Which lines in the records below contain the word "firefighter"? Pick out each one and copy it.
[START OF ITEMS]
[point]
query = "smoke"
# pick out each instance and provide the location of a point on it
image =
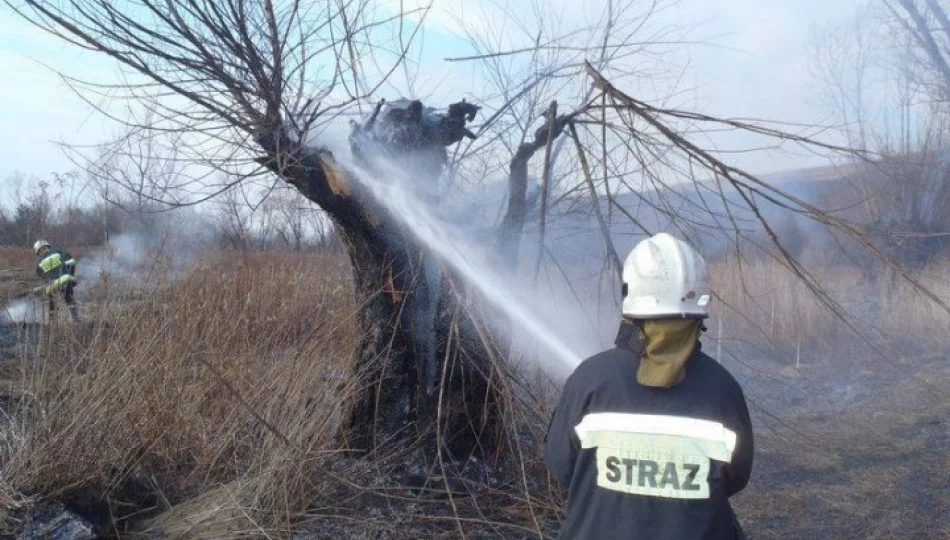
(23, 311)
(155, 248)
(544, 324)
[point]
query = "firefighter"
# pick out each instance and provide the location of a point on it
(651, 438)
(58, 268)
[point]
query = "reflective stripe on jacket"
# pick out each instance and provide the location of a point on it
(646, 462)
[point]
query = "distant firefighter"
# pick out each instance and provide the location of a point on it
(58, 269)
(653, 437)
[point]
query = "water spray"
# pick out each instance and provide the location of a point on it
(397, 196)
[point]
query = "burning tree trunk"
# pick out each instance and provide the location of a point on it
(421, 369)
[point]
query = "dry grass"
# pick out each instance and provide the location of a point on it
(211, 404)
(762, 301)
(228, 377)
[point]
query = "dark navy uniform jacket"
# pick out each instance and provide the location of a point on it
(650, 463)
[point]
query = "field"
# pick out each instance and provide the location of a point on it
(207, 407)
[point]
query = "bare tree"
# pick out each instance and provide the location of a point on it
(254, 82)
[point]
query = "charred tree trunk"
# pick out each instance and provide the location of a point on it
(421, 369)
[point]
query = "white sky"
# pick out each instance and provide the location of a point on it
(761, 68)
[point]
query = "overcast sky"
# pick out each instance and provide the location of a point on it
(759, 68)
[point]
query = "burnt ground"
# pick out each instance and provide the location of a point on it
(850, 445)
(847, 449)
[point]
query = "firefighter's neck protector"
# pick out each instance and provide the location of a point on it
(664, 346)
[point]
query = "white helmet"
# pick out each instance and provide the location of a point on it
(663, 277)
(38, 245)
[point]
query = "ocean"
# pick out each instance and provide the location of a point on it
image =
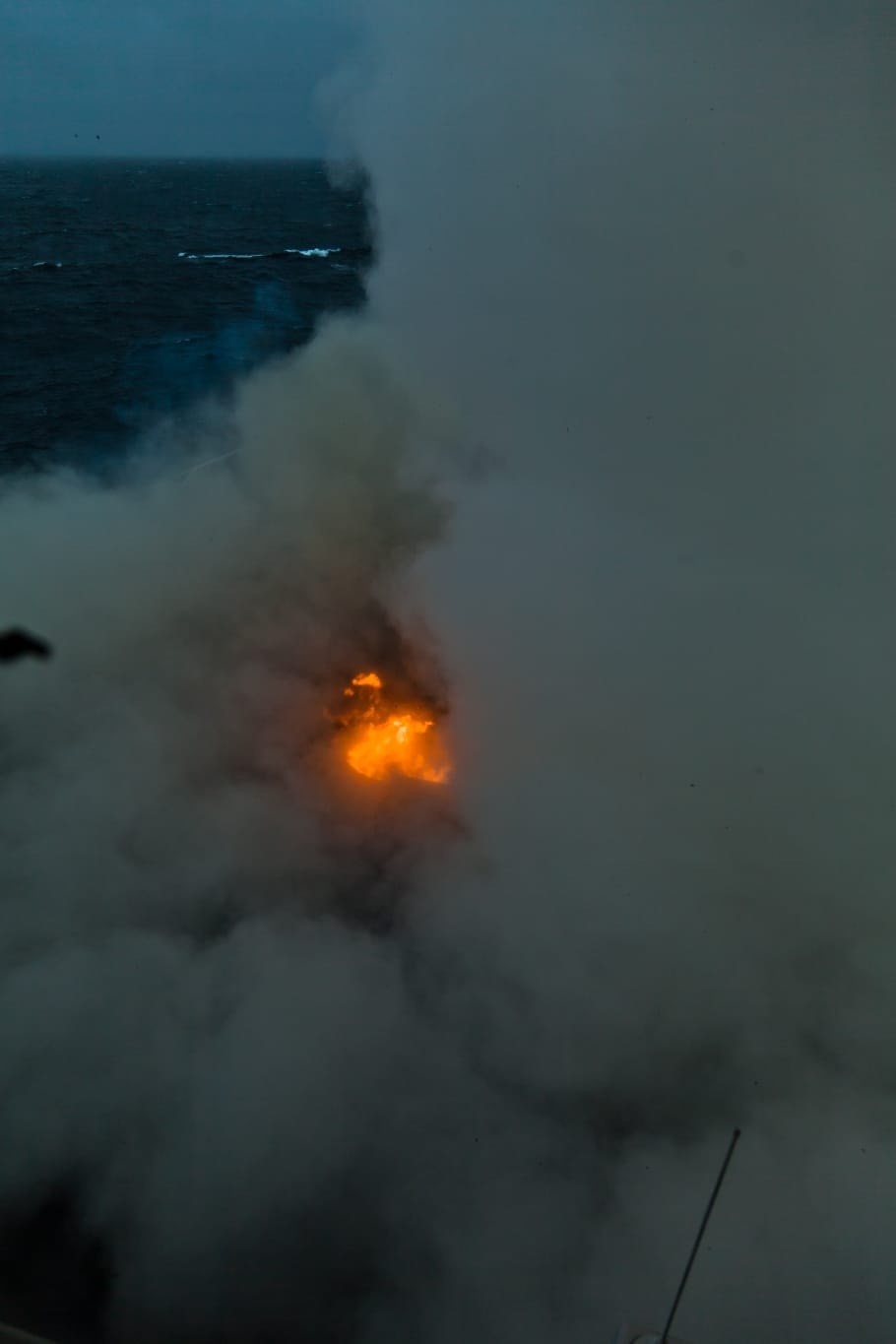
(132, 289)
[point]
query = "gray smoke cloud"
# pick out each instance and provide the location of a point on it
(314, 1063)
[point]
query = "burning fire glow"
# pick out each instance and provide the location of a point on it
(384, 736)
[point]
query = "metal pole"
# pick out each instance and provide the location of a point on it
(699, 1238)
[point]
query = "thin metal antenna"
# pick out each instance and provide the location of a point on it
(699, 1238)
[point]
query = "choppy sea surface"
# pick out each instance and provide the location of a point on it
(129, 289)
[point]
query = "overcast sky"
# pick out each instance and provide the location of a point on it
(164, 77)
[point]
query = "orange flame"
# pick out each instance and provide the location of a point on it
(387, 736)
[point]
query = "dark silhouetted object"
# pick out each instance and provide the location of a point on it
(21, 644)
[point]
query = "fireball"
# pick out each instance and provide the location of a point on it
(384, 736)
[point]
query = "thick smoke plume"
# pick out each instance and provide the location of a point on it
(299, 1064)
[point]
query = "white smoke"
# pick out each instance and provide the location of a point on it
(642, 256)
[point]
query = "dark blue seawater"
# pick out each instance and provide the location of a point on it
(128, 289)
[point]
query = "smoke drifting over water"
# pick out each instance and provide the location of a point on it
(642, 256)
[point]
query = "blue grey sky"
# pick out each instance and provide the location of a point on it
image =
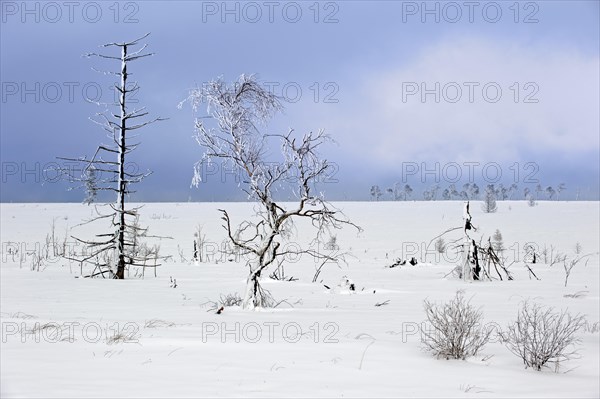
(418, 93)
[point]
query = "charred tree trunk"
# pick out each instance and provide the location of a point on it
[END OF ITEMS]
■ **WRITTEN ANSWER**:
query = "firefighter"
query = "distant firefighter"
query = "firefighter's neck protector"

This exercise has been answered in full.